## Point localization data
════════════════════

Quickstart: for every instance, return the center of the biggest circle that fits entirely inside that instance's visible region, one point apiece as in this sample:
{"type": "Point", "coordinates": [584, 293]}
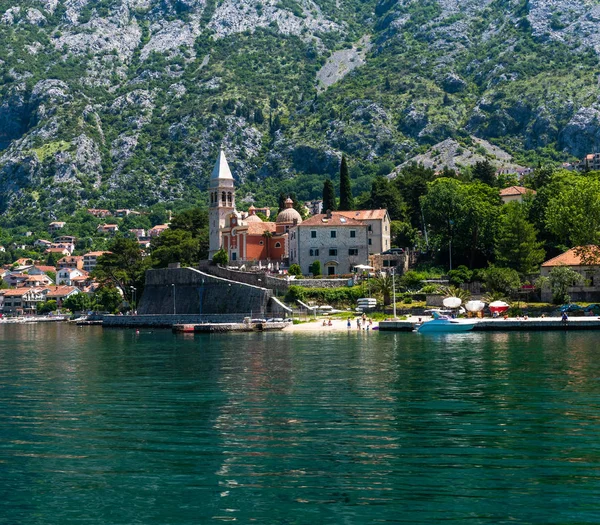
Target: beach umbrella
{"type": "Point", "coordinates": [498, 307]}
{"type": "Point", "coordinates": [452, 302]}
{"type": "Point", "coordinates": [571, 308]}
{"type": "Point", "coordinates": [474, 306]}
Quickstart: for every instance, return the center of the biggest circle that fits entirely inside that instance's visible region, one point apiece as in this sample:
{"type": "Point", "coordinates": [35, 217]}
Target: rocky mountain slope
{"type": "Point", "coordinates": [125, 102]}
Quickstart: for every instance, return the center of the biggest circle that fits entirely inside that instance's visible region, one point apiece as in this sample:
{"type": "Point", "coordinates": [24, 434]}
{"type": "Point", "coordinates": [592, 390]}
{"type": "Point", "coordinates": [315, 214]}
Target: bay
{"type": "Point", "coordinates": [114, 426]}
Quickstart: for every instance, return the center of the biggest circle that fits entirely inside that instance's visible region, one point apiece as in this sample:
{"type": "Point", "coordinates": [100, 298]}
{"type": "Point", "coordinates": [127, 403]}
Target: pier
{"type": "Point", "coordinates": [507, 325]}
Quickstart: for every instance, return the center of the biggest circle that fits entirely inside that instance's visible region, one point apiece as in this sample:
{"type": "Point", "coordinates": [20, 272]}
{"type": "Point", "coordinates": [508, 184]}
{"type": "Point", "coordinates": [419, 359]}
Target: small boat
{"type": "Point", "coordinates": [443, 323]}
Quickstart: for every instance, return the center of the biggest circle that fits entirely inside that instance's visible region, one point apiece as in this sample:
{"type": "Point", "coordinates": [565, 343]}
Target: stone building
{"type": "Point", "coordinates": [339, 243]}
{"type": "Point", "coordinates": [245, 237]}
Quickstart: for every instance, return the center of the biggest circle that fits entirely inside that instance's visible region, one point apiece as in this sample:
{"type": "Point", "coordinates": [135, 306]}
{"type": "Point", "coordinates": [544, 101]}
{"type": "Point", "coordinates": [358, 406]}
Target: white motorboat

════════════════════

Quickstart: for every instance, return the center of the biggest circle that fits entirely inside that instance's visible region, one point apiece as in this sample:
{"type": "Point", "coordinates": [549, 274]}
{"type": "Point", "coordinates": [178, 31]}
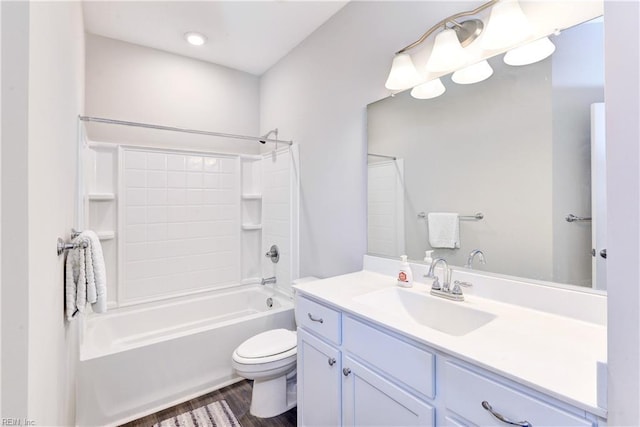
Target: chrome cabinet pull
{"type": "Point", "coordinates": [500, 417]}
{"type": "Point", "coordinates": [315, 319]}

════════════════════

## WHAT IS BEING ASKED
Looking at the entries above, can you reproduce exactly the lines from the one that holds "Target: bay" through the one that holds "Target: white motorboat", and only those?

## PROBLEM SOLUTION
Target: bay
{"type": "Point", "coordinates": [114, 426]}
Quickstart: for every instance, return the center of the biggest circle that fits entirely inside that instance's visible region, one point apiece as in this sample:
{"type": "Point", "coordinates": [100, 298]}
{"type": "Point", "coordinates": [127, 403]}
Target: pier
{"type": "Point", "coordinates": [507, 325]}
Quickstart: for every instance, return the center of the biggest circle that fits entirely inside that instance's visible region, one point apiece as in this sample:
{"type": "Point", "coordinates": [20, 272]}
{"type": "Point", "coordinates": [508, 184]}
{"type": "Point", "coordinates": [419, 359]}
Target: small boat
{"type": "Point", "coordinates": [443, 323]}
Quickstart: for every instance, return the center of the biggest circle that fits entirely inside that instance's visible region, one point apiece as in this sample:
{"type": "Point", "coordinates": [565, 343]}
Target: stone building
{"type": "Point", "coordinates": [339, 243]}
{"type": "Point", "coordinates": [245, 237]}
Quickstart: for every instance, return the center of the biggest circle that fits entirely inside that instance's visible region, one point apiece as in this sample:
{"type": "Point", "coordinates": [135, 306]}
{"type": "Point", "coordinates": [544, 101]}
{"type": "Point", "coordinates": [358, 406]}
Target: white motorboat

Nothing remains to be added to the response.